■ What you should do
Pick up the text on preparing a home or boat for hurricane season after its last sentence and keep writing it.

■ Text block

* * * * * * *

It’s never too early to start preparing your home or boat for an approaching storm

Every hurricane season, forecasters sing the same refrain: It just takes one storm to end our state’s decade-long dry spell, so you’d better be ready. Residents generally know the basics — boarding up their windows, protecting important documents and seeking safe evacuation space — but it’s important to consider the specifics, too. Here are some important steps to keep in mind as homeowners and boat owners prepare for the arrival of hurricane season.

PROTECTING YOUR DOCUMENTS

♦ Here’s a step you can — and should — take right now, long before any storm warnings. Make a list of your important documents and prepare to make at least one copy of every single one. When a hurricane hits, you don’t want to be in the position of scrambling to find the documents that prove your identity and verify what you own.

* * * * * * *

■ Dataset records
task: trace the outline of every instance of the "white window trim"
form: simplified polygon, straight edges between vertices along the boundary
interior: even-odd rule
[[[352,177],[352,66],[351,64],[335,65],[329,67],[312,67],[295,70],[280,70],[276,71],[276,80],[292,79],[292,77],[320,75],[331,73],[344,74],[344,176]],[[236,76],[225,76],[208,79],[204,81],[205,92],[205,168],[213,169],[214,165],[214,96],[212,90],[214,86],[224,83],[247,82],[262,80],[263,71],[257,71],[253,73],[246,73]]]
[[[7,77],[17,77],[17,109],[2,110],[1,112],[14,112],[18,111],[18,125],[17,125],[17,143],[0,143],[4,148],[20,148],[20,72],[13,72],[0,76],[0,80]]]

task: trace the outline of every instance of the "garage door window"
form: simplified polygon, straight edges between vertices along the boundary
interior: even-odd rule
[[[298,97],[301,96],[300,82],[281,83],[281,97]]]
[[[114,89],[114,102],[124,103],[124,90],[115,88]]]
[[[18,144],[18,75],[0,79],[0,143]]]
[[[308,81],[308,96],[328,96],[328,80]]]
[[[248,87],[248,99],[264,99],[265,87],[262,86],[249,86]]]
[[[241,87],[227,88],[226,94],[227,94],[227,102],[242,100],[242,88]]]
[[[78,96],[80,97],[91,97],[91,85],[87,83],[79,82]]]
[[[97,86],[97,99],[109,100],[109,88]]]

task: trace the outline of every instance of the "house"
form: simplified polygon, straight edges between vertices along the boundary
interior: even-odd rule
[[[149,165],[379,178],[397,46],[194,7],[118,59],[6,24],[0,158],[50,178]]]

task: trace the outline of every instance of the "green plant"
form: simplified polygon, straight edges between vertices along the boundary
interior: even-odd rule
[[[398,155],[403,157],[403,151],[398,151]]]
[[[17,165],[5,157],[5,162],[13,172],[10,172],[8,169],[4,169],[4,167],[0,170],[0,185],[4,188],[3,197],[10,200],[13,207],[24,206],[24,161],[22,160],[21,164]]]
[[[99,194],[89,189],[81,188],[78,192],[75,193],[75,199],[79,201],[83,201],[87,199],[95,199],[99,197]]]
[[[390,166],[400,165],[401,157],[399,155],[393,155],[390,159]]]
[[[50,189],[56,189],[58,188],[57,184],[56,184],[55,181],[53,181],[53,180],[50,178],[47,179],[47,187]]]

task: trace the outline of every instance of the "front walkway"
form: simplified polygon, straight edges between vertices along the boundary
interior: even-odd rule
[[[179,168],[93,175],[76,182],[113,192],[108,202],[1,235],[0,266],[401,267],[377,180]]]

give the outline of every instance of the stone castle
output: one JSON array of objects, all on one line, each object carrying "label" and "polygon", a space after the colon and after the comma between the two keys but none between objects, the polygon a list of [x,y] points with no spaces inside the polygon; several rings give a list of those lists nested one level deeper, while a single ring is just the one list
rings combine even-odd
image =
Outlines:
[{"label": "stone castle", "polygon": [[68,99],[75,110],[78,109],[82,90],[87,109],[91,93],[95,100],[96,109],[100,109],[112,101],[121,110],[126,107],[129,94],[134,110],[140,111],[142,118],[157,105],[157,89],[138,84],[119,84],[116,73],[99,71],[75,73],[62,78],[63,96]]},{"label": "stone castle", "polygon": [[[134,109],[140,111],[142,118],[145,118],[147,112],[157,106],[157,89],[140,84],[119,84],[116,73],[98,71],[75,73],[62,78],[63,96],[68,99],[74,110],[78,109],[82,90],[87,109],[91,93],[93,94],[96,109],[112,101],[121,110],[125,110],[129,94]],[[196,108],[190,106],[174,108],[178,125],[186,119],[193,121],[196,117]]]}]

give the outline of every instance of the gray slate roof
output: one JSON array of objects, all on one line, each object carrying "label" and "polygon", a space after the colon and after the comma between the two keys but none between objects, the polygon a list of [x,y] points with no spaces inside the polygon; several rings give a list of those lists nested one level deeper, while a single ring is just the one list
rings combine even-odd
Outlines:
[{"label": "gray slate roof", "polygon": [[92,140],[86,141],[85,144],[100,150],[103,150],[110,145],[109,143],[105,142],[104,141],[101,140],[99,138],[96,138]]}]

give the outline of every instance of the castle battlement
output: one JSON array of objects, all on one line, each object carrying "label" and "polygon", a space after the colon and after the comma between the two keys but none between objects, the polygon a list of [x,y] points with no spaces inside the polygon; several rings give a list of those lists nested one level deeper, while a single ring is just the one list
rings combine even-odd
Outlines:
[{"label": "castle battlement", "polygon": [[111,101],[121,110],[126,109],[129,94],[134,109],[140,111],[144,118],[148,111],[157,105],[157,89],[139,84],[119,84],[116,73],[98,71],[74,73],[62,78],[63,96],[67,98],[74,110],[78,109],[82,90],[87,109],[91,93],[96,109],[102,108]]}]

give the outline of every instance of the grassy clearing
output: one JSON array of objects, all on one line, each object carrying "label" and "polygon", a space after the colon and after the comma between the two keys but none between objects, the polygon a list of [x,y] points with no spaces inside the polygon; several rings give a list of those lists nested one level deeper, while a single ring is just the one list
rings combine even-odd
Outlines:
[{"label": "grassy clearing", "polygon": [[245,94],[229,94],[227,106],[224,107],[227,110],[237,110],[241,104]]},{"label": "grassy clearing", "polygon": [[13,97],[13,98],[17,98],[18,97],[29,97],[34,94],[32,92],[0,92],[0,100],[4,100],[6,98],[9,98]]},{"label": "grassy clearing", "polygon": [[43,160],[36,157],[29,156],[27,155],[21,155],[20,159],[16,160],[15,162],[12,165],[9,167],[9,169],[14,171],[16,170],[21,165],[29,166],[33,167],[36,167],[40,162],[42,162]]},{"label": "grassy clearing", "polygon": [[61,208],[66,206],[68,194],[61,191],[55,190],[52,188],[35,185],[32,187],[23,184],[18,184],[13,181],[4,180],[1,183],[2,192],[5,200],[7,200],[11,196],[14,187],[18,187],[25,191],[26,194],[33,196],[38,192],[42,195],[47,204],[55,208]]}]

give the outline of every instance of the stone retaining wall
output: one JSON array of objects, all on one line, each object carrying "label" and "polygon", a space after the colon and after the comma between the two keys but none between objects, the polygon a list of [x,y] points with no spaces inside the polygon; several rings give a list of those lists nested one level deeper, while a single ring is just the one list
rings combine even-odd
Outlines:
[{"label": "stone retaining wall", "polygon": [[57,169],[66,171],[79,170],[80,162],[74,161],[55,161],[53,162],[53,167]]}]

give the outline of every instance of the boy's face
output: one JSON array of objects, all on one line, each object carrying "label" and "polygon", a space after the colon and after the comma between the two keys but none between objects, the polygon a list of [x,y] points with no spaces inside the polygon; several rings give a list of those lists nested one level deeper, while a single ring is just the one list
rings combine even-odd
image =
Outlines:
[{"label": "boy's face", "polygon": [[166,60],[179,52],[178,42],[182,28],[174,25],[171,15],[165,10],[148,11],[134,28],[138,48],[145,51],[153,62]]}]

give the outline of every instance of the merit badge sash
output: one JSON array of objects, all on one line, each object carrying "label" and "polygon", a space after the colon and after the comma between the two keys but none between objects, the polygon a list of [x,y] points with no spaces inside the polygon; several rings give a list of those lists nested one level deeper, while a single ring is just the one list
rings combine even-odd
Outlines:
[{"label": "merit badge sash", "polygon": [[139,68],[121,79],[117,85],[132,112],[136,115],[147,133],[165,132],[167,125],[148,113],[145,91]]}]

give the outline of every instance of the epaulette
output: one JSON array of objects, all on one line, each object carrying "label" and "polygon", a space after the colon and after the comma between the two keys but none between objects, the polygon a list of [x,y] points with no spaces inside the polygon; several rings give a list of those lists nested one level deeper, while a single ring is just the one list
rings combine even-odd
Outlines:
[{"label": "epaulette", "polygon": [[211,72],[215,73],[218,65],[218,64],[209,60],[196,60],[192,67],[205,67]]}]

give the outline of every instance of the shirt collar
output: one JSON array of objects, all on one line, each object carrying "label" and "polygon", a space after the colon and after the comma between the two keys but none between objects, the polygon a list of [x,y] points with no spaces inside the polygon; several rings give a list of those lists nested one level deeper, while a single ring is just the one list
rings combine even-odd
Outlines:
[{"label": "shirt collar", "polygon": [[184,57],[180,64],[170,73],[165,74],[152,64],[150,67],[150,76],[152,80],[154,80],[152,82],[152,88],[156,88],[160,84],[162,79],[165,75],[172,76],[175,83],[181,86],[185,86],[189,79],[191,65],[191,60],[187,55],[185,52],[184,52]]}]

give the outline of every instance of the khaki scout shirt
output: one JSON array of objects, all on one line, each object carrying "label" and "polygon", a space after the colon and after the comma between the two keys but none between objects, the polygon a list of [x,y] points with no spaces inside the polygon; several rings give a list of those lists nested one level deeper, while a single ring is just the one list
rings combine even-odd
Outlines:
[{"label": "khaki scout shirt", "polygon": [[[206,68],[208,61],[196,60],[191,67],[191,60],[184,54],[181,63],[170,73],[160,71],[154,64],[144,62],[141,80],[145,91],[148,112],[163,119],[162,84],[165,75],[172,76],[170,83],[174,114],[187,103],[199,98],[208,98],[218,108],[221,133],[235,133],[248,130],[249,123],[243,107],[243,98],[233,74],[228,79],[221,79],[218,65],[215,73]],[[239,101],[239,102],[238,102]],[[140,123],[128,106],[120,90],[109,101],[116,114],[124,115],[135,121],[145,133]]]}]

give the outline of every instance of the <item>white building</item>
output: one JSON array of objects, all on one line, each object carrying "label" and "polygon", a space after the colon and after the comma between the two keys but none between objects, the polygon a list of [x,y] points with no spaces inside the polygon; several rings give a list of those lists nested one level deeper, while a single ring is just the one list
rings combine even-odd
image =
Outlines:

* * * * * * *

■ Answer for this exercise
That means insurance policies, car titles, important receipts, passports, Medicare cards, appraisal documents, medical paperwork, birth certificates, tax returns, Social Security cards — the list goes on. Don’t neglect your pet’s paperwork.

♦ Remember that your cellphone won’t do you any good if the power is off for an extended period of time. That makes it doubly important to have physical copies of your documents and photos of your belongings, helping to speed up the process of reporting storm damage.

♦ That said, it helps to have electronic scans of receipts and other documents, which the IRS accepts, saved on an external hard drive as a backup. You can also back up files on the Cloud through free and paid services such as Dropbox and Google Drive.

♦ Sporting goods stores sell watertight bags that can protect your paperwork and photos, and Pelicancases.com stocks airtight, watertight and “crushproof” cases. Some tackle and ammunition boxes with O-ring seals can also keep documents safe from water.

PROTECTING YOUR HOME

♦ When you cover your window with plywood, don’t make the mistake of drilling directly into the frame, which lets water inside. Instead, apply bolts, nails or screws to concrete or wood about every 6 inches. Act quickly: Everybody in your area will be rushing to the same stores to buy the same equipment.

♦ Experts say taping your windows doesn’t prevent them from shattering, so save yourself the trouble.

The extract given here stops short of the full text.